● **Your instructions**
Take the line that contains "brick building with a point." in the data below and each line after it, through the last, and repeat them unchanged.

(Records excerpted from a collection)

========================

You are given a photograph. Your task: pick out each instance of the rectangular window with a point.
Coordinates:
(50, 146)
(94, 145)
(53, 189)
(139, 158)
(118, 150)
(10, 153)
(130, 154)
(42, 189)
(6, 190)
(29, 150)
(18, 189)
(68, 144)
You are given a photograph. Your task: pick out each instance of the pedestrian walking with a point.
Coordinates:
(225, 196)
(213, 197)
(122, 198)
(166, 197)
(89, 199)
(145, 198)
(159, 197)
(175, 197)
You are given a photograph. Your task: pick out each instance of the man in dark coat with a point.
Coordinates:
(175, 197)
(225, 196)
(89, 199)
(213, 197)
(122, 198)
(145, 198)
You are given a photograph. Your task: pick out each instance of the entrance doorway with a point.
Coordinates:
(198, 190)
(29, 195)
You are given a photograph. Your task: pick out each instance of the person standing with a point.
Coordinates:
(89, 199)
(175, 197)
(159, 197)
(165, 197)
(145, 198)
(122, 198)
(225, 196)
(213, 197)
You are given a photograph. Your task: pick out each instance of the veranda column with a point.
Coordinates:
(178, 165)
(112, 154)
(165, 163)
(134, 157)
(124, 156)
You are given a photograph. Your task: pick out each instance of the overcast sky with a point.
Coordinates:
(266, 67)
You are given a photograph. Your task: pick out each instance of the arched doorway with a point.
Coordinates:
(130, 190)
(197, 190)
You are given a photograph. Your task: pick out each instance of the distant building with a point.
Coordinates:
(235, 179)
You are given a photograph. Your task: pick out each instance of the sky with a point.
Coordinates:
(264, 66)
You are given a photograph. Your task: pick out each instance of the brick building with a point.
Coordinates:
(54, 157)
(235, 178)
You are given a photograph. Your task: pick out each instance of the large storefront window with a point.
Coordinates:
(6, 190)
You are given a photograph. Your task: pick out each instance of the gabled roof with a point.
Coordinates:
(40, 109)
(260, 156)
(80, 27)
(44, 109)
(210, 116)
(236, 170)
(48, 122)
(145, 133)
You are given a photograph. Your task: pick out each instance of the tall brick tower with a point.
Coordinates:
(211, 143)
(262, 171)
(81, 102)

========================

● **Answer space**
You are given a photograph. Your task: pick out each instance of the brick building with a point.
Coordinates:
(54, 157)
(235, 178)
You are given a photograph. Your task: pick out each instance of the large storefront window with a point.
Coordinates:
(6, 190)
You are given a photograph. Your task: pick out each instance of the gabled roof with a point.
Coordinates:
(40, 109)
(260, 156)
(80, 27)
(44, 109)
(210, 116)
(236, 170)
(48, 122)
(145, 133)
You are given a photograph. Your task: pick out each instance of the tall brick tower with a point.
Coordinates:
(211, 143)
(262, 171)
(81, 102)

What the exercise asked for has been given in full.